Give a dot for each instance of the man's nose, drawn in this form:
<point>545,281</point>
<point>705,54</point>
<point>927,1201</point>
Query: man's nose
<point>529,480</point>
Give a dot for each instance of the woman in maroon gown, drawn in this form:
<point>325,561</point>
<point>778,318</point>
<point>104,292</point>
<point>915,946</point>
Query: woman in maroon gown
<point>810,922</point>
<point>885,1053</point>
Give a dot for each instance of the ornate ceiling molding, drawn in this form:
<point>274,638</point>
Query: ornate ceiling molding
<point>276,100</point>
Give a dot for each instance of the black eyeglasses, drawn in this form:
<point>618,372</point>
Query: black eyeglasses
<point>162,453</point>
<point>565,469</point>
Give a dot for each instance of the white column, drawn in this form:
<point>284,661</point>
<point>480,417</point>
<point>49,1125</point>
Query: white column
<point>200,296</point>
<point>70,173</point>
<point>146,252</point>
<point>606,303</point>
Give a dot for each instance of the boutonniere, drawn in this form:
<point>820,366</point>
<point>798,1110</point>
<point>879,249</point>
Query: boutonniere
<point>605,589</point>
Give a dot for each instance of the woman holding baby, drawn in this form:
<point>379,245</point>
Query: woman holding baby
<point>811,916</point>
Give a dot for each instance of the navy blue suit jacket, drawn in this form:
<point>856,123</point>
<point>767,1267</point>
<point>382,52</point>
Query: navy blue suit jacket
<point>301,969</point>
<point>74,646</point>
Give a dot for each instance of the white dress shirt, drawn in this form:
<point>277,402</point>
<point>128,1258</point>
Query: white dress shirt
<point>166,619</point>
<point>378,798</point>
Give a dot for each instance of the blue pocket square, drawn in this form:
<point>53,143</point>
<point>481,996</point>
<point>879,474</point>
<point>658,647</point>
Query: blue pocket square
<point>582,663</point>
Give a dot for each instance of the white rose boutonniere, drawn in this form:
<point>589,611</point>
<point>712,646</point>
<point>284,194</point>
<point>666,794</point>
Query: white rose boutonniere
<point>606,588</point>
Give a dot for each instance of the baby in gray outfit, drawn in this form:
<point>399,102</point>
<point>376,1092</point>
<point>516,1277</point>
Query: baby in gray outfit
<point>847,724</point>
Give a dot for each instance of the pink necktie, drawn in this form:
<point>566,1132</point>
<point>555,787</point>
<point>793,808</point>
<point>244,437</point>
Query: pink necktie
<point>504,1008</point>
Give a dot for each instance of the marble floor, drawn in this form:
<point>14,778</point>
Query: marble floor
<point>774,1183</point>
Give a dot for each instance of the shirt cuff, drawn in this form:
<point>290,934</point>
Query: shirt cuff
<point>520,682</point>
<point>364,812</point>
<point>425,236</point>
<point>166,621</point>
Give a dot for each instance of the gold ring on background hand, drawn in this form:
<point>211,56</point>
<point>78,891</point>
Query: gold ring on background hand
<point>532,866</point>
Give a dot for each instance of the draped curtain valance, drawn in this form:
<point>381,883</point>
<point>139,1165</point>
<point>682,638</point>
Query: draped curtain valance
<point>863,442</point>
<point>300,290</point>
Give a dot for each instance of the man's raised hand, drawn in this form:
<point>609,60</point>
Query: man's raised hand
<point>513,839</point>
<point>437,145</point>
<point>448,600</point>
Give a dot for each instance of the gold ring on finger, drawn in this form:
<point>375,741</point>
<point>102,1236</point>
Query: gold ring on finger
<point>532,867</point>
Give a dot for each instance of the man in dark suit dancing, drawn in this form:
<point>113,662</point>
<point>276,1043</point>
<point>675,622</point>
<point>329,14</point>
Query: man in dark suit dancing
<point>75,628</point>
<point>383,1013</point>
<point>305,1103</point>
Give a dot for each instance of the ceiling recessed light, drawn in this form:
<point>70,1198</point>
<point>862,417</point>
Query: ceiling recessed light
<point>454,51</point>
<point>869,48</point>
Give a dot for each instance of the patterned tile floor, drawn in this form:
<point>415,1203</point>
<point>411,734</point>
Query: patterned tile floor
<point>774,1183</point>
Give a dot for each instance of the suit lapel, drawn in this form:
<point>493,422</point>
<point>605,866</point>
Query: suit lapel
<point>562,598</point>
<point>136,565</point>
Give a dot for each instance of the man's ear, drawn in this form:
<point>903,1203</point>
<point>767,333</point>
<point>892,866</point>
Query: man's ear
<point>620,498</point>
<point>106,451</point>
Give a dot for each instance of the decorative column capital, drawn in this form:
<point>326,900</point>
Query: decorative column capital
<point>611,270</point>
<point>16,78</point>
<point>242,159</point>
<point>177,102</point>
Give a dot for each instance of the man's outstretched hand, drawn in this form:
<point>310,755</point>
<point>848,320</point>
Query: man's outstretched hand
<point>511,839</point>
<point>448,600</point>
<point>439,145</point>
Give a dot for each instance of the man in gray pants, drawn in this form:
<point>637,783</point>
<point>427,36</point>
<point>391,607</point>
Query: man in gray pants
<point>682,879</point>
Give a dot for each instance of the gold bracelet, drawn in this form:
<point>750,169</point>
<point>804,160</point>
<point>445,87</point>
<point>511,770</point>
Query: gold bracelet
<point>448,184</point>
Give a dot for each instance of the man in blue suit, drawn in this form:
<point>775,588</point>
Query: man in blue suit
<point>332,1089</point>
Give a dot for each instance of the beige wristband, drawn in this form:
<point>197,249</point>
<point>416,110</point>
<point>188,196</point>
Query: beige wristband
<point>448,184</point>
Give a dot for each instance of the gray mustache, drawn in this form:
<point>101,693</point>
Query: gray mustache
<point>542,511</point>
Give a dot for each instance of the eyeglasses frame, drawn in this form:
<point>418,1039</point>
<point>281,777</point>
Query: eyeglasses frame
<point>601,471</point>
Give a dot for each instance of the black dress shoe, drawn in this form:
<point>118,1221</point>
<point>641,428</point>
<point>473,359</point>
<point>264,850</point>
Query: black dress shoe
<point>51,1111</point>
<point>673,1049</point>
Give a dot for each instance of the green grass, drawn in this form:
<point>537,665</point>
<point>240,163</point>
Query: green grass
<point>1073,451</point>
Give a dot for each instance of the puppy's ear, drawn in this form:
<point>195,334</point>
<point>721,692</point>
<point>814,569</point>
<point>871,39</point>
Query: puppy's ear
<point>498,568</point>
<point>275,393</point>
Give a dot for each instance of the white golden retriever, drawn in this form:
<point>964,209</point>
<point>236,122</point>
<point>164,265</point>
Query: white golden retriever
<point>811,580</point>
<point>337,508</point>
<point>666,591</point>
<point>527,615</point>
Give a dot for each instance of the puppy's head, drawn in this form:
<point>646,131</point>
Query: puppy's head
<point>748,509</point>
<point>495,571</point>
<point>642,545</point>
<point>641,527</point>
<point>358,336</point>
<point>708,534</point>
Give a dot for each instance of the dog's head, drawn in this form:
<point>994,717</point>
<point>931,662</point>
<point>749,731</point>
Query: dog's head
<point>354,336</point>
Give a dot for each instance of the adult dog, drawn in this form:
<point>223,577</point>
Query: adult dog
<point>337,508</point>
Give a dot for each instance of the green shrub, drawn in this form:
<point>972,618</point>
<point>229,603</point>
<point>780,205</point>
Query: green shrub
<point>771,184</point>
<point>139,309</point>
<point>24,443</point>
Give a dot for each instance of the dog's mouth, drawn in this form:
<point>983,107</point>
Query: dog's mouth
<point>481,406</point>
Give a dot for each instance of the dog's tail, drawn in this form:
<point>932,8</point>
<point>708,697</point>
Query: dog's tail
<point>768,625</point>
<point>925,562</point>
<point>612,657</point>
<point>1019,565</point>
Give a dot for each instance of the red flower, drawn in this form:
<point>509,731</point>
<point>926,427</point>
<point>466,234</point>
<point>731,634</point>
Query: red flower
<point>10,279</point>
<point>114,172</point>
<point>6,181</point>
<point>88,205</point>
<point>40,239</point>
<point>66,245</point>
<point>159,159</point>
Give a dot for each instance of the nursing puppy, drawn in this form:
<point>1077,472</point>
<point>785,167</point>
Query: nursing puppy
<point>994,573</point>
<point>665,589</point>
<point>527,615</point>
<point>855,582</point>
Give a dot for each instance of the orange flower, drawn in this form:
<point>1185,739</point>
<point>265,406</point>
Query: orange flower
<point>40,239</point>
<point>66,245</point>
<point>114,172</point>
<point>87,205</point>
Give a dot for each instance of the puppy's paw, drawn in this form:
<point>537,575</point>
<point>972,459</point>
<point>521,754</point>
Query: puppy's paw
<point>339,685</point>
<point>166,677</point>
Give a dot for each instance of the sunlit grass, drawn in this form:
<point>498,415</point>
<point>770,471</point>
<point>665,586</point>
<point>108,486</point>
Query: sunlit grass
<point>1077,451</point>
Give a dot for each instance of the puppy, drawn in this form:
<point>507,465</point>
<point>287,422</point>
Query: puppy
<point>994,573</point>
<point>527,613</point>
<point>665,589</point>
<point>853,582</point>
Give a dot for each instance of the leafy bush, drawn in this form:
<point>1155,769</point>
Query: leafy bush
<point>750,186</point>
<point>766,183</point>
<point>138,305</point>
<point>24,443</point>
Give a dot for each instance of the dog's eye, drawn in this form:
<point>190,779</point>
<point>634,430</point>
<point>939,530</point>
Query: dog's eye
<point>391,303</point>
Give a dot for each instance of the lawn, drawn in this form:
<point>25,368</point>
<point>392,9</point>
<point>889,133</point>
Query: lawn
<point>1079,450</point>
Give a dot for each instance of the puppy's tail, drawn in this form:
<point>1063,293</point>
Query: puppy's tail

◆ GOAL:
Reproduce the material from the line that contains "Give a dot for each instance of the eyeglasses" through the line that contains "<point>481,406</point>", both lines included, with every request kept. In the answer points only, scale each coordinate by 1.55 and round to the nearest whole number, with halves rounded up; leave the format samples in the requests unchanged.

◆ TASK OUTPUT:
Give a dot for each instance of the eyeglasses frame, drawn in this form:
<point>418,1039</point>
<point>281,777</point>
Query: eyeglasses frame
<point>932,730</point>
Give a dot for each instance of the black dress shoe, drawn in this form:
<point>118,1221</point>
<point>641,428</point>
<point>473,359</point>
<point>264,850</point>
Query: black dress shoe
<point>79,1722</point>
<point>1043,1626</point>
Give a dot for each instance of the green grass, drawn in this form:
<point>537,665</point>
<point>240,163</point>
Query: green grass
<point>1663,699</point>
Give a dot for each instance of the puppy's ear, drawn in this form:
<point>195,334</point>
<point>721,692</point>
<point>814,569</point>
<point>871,39</point>
Query: puppy's ear
<point>772,880</point>
<point>426,609</point>
Give a dot for each instance of the white golden retriever, drawn in this form:
<point>964,209</point>
<point>236,122</point>
<point>164,265</point>
Query: white golden retriever
<point>1257,899</point>
<point>522,787</point>
<point>1032,916</point>
<point>817,953</point>
Give a dot for each instance of the puppy's head, drawn in this form:
<point>646,131</point>
Query: puppy's head
<point>1159,789</point>
<point>767,885</point>
<point>995,845</point>
<point>994,817</point>
<point>555,521</point>
<point>1097,828</point>
Give a dot for each instance of the dog's head, drawn in this form:
<point>994,717</point>
<point>931,662</point>
<point>749,731</point>
Query: dog's head
<point>549,521</point>
Give a dot for each instance of the adult dog, drawn in this form:
<point>223,577</point>
Query: adult dog
<point>522,787</point>
Give a dot for each instance of the green shrub, drawn in this form:
<point>972,618</point>
<point>229,603</point>
<point>780,205</point>
Query: green shrub
<point>1195,285</point>
<point>215,479</point>
<point>37,687</point>
Give a dot for each instance of the dog's mouth, drawn in this form:
<point>983,107</point>
Query: dog's mouth
<point>746,629</point>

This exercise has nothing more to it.